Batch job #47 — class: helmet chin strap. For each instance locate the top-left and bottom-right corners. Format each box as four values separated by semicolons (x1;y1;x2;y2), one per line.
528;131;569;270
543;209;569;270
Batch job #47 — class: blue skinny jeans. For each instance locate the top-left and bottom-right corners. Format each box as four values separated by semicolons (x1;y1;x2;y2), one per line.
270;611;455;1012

+---+

Written instruction |
Reproduce the material above word for word, from the first line to the last.

Full response |
Batch job #47 — class: helmet chin strap. For each instance locate the top-left and bottom-right corners. Format each box as four values separated by semicolons (x1;y1;x2;y2), one per line.
528;131;569;270
543;209;569;270
Batch job #47 — class: blue skinny jeans. For each instance locate the top-left and bottom-right corners. Format each box as four values separated by semicolons (x1;y1;x2;y2), one per line.
270;611;455;1012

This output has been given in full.